In Leidsche Rijn zijn veel Romeinse sporen opgegraven. Het Romeinse verleden is in het ontwerp her en der gebruikt ter inspiratie. Voor de Limes wordt een Unesco werelderfgoednominatie voorbereid.
Middeleeuwen en nieuwe tijd
Omstreeks 450 n.Chr. verlieten de Romeinen dit deel van Nederland. Utrecht bleef echter een belangrijke plaats.
De Frankische koning Dagobert liet op het terrein van het oude Romeinse castellum een kerk bouwen. Deze werd vernietigd, maar Willibrord, de eerste bisschop van Utrecht, bouwde de aan Sint Maarten gewijde kerk weer op in 695.
Op de hogere delen van de oeverwallen waren Cothen, Werkhoven, Odijk en Houten in de 8ste-9de eeuw tot ontwikkeling gekomen. In het huidige landschap herinnert de onregelmatige blokverkaveling op de oeverwallen aan deze tijd.

....

● OPDRACHT A
Welke plaatsen kwamen volgens de tekst hierboven over het verleden van Utrecht en omgeving in de 8ste-9de eeuw op de hogere delen van de oeverwallen tot ontwikkeling? Noem ze alle.

● VERSTREKTE GEGEVENS

....

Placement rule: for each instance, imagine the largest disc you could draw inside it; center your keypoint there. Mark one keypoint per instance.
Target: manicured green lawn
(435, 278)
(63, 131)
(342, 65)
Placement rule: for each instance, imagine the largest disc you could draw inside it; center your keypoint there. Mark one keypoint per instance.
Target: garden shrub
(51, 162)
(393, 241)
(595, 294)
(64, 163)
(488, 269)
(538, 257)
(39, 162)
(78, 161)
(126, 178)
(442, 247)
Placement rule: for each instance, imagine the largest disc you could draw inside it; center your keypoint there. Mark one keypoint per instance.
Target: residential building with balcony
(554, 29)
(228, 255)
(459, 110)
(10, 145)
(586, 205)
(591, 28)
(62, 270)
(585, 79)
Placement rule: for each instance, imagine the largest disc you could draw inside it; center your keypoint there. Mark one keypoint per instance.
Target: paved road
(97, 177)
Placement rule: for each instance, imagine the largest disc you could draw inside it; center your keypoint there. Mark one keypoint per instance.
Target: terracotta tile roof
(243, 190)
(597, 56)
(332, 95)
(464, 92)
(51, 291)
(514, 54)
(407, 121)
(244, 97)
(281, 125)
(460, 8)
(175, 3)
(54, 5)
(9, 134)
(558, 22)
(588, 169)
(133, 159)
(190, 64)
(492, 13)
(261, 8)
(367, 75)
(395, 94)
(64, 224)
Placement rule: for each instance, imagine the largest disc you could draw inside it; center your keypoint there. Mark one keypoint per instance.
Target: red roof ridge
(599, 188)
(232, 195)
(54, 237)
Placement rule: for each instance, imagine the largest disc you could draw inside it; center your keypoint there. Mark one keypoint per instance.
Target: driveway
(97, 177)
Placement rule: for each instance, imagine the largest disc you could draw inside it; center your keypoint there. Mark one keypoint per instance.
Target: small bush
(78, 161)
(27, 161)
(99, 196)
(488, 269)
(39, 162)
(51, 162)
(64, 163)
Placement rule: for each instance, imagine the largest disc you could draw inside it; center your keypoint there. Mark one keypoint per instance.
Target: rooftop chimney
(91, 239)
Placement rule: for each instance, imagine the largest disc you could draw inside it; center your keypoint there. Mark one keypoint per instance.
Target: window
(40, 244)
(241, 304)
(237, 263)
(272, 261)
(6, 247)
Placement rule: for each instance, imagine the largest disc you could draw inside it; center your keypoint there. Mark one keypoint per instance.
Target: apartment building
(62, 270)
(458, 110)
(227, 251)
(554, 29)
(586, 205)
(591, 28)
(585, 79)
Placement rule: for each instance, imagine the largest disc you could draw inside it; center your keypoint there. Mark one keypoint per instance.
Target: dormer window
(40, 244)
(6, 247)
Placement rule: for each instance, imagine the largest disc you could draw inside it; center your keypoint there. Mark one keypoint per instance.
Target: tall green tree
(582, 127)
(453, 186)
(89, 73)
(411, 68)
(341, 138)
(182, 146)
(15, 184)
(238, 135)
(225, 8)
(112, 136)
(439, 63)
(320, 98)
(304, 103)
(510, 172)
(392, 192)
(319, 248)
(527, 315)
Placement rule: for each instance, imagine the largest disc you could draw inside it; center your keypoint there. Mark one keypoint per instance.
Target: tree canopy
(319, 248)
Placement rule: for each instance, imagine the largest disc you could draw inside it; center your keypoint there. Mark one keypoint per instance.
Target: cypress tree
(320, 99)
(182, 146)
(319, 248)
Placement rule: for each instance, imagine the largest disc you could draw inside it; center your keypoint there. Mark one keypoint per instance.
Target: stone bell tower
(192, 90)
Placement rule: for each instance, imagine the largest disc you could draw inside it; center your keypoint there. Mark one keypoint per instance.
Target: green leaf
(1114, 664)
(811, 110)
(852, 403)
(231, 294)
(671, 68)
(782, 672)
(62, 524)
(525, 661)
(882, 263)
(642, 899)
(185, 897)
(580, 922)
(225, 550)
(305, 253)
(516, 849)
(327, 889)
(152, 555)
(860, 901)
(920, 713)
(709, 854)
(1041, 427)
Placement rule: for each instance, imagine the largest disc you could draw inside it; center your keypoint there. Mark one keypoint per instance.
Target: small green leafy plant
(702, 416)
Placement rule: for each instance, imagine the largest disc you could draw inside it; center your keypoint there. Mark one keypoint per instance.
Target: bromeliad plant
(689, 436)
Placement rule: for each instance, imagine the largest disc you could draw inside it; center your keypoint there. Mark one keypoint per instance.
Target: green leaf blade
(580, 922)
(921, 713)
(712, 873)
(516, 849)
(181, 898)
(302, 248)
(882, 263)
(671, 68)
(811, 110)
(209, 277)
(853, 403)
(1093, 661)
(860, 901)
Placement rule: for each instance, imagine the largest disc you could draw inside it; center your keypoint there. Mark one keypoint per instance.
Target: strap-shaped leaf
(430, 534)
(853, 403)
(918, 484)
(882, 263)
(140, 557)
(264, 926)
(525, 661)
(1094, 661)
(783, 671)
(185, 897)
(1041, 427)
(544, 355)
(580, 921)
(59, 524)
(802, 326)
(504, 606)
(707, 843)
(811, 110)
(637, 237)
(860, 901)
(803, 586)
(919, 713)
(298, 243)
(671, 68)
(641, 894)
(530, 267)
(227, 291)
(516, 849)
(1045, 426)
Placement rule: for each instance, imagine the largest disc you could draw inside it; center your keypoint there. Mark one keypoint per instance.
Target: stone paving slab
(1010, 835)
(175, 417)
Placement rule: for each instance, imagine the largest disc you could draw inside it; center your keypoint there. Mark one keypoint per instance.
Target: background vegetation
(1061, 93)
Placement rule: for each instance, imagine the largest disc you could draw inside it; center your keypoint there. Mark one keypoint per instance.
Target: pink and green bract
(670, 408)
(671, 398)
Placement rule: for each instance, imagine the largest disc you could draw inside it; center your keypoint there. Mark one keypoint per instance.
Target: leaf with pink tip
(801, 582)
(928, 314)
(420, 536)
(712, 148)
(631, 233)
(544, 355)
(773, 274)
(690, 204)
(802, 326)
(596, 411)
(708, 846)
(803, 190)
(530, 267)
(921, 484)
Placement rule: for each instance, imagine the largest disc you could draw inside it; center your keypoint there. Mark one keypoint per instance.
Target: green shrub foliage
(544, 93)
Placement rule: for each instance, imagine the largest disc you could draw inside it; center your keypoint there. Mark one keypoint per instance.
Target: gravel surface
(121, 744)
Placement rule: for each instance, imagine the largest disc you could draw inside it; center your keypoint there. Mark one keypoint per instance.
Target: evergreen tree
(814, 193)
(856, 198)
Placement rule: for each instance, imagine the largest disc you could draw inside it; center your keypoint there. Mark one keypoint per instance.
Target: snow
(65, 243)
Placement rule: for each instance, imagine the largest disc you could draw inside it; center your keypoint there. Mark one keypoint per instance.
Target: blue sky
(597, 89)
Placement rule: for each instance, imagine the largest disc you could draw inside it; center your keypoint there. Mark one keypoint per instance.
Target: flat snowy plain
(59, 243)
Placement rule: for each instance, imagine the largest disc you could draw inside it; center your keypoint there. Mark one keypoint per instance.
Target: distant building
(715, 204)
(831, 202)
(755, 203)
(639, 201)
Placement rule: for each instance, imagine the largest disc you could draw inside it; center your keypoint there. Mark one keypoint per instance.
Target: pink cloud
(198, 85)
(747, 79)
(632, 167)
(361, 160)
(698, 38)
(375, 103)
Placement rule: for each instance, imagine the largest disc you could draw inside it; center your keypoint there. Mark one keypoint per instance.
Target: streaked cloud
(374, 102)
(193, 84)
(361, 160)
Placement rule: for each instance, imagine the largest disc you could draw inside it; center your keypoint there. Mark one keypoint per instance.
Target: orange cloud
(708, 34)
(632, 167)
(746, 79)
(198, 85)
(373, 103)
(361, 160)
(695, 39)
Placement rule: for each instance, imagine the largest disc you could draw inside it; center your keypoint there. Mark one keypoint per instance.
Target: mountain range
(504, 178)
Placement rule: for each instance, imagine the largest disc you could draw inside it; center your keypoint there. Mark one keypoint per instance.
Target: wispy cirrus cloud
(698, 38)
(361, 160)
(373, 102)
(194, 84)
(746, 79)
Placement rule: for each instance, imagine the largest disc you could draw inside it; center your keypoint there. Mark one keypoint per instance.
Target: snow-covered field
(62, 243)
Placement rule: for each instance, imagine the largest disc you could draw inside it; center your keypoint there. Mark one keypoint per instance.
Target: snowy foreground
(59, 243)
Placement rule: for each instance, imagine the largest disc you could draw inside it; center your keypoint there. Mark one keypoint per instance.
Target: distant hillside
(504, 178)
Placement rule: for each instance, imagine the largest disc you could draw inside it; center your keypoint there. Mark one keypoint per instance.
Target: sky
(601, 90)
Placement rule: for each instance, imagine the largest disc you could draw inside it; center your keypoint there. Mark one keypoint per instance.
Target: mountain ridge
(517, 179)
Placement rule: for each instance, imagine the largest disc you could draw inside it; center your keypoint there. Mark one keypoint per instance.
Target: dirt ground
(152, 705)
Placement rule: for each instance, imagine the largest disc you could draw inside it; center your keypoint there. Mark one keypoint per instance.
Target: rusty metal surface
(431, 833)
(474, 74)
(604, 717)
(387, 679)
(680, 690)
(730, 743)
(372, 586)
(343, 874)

....

● OPDRACHT B
Som elke regel uit de lijst hierboven op waarin de tekenreeks "window" voorkomt. Hoofdletters en kleine letters tellen daarbij mee.

● ANTWOORD A
Cothen, Werkhoven, Odijk en Houten

● ANTWOORD B
Target: window
Target: dormer window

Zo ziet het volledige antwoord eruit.